Directions -
Leave the pictures out and print every record below exactly as it stands.

┌────────

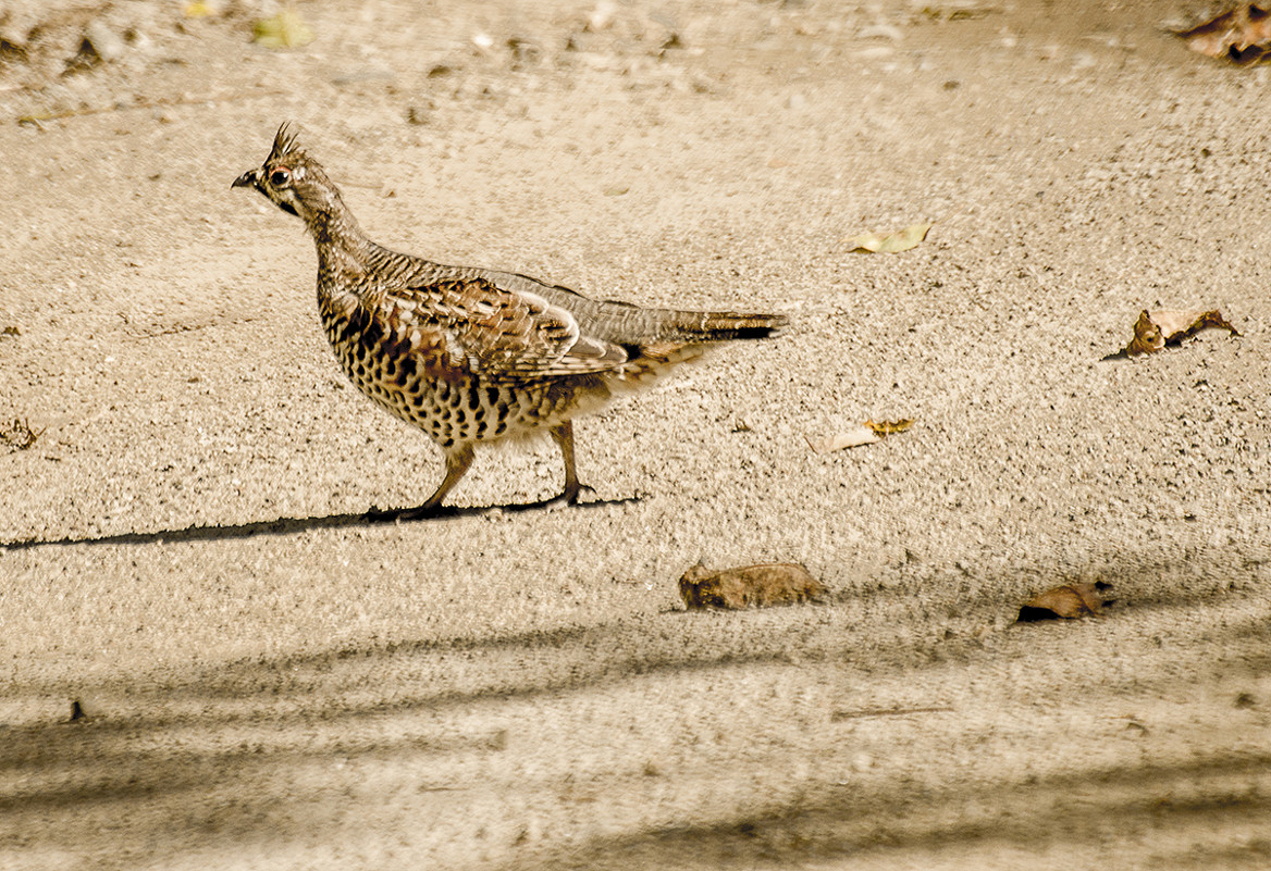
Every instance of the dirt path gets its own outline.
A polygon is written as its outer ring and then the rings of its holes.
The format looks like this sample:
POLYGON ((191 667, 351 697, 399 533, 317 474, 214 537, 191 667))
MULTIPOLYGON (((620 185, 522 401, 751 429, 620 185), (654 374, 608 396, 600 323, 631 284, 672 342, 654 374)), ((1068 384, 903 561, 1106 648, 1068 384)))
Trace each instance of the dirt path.
POLYGON ((3 55, 0 867, 1271 861, 1267 71, 1173 4, 517 5, 268 51, 254 4, 60 3, 3 55), (440 455, 229 188, 283 119, 385 244, 793 329, 581 420, 606 504, 367 526, 440 455), (1243 336, 1101 362, 1195 306, 1243 336), (916 423, 808 449, 867 418, 916 423), (685 613, 699 560, 831 597, 685 613))

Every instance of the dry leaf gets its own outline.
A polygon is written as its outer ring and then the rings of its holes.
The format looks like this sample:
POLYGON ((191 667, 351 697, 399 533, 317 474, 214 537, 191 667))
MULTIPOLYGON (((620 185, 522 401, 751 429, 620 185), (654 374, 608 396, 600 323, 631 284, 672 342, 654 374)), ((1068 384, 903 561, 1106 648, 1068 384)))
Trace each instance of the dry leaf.
POLYGON ((1102 595, 1104 590, 1111 588, 1112 584, 1097 580, 1093 584, 1064 584, 1049 589, 1024 603, 1019 608, 1019 617, 1016 622, 1031 623, 1038 620, 1098 617, 1103 613, 1104 606, 1112 604, 1112 599, 1106 599, 1102 595))
POLYGON ((1150 354, 1166 345, 1182 344, 1183 339, 1209 329, 1227 330, 1232 335, 1240 334, 1239 330, 1224 320, 1216 309, 1211 309, 1210 311, 1201 309, 1187 311, 1144 310, 1139 315, 1139 320, 1135 321, 1134 339, 1130 340, 1130 344, 1125 347, 1121 354, 1125 357, 1150 354))
POLYGON ((891 436, 892 433, 902 433, 914 425, 913 418, 901 418, 900 420, 866 420, 864 427, 868 427, 880 438, 883 436, 891 436))
POLYGON ((820 599, 826 593, 801 565, 773 562, 709 571, 698 564, 680 578, 680 595, 689 608, 765 608, 820 599))
POLYGON ((1271 11, 1252 3, 1240 4, 1199 27, 1174 33, 1201 55, 1253 63, 1271 51, 1271 11))
POLYGON ((803 438, 807 439, 807 446, 815 452, 831 453, 834 451, 843 451, 844 448, 860 447, 862 444, 873 444, 882 441, 885 436, 902 433, 913 425, 914 420, 911 418, 902 418, 900 420, 866 420, 852 429, 827 436, 826 438, 811 439, 807 436, 803 438))
MULTIPOLYGON (((805 436, 805 438, 807 437, 805 436)), ((819 438, 815 442, 808 438, 807 446, 817 453, 830 453, 844 448, 858 448, 862 444, 873 444, 880 441, 882 441, 882 437, 878 433, 864 424, 858 424, 846 432, 819 438)))
POLYGON ((295 48, 313 42, 314 32, 294 9, 283 9, 273 18, 262 18, 253 27, 252 38, 266 48, 295 48))
POLYGON ((845 239, 844 241, 850 245, 850 251, 899 254, 900 251, 907 251, 911 248, 918 248, 918 244, 927 239, 927 232, 930 229, 930 223, 915 223, 905 227, 900 232, 867 232, 845 239))
POLYGON ((0 444, 10 451, 29 451, 43 434, 43 429, 32 429, 24 418, 14 418, 11 424, 0 423, 0 444))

└────────

The response -
Every instance of the dirt path gets its own outline.
A polygon is written as its outer ring and then the rings of its holes.
The format looks like this sample:
POLYGON ((191 667, 351 697, 399 533, 317 474, 214 537, 191 667))
MULTIPOLYGON (((620 185, 522 401, 751 429, 620 185), (654 374, 608 396, 600 323, 631 284, 672 342, 654 374)), ((1068 384, 903 561, 1106 648, 1068 384)))
Trace each instance of the dirt path.
POLYGON ((3 55, 0 867, 1271 861, 1267 71, 1173 4, 517 5, 268 51, 254 4, 60 3, 3 55), (440 455, 229 188, 283 119, 385 244, 793 329, 581 420, 606 504, 367 526, 440 455), (1243 336, 1101 362, 1195 306, 1243 336), (916 423, 808 449, 867 418, 916 423), (685 613, 699 560, 831 597, 685 613))

Every instance of the dry leaf gets its own outline.
A polygon is written as its outer ring and then the rings of its holes.
The format looks like this sample:
POLYGON ((191 667, 351 697, 399 533, 317 474, 214 537, 191 667))
MULTIPOLYGON (((620 185, 522 401, 751 429, 620 185), (654 374, 608 396, 600 323, 631 284, 672 342, 654 374)), ((1068 384, 903 561, 1106 648, 1068 384)))
Trace each instance of the dry leaf.
POLYGON ((1102 595, 1104 590, 1111 588, 1112 584, 1097 580, 1093 584, 1064 584, 1049 589, 1024 603, 1019 608, 1019 617, 1016 622, 1031 623, 1038 620, 1098 617, 1103 613, 1104 606, 1112 604, 1112 599, 1106 599, 1102 595))
POLYGON ((1150 354, 1166 345, 1182 344, 1183 339, 1209 329, 1227 330, 1232 335, 1240 334, 1239 330, 1224 320, 1216 309, 1211 309, 1210 311, 1201 309, 1187 311, 1144 310, 1139 315, 1139 320, 1135 321, 1134 339, 1130 340, 1130 344, 1125 347, 1121 354, 1125 357, 1150 354))
POLYGON ((891 436, 892 433, 902 433, 914 425, 913 418, 901 418, 900 420, 866 420, 864 427, 868 427, 880 438, 883 436, 891 436))
POLYGON ((820 599, 826 593, 801 565, 773 562, 709 571, 698 564, 680 578, 680 595, 689 608, 765 608, 820 599))
POLYGON ((1271 11, 1252 3, 1240 4, 1199 27, 1174 33, 1201 55, 1253 63, 1271 51, 1271 11))
POLYGON ((803 438, 807 439, 807 446, 815 452, 831 453, 834 451, 843 451, 844 448, 860 447, 862 444, 873 444, 882 441, 885 436, 902 433, 913 425, 914 420, 911 418, 902 418, 900 420, 866 420, 852 429, 827 436, 826 438, 811 439, 807 436, 803 438))
MULTIPOLYGON (((805 436, 805 438, 807 437, 805 436)), ((819 438, 815 442, 808 438, 807 446, 817 453, 830 453, 844 448, 858 448, 862 444, 873 444, 880 441, 882 441, 882 437, 878 433, 864 424, 858 424, 846 432, 819 438)))
POLYGON ((295 48, 313 42, 314 32, 294 9, 283 9, 273 18, 262 18, 253 27, 252 38, 266 48, 295 48))
POLYGON ((845 239, 844 241, 850 245, 850 251, 899 254, 900 251, 907 251, 911 248, 918 248, 918 244, 927 239, 927 232, 930 229, 930 223, 915 223, 905 227, 900 232, 867 232, 845 239))
POLYGON ((0 444, 10 451, 29 451, 43 434, 43 429, 32 429, 24 418, 14 418, 11 424, 0 423, 0 444))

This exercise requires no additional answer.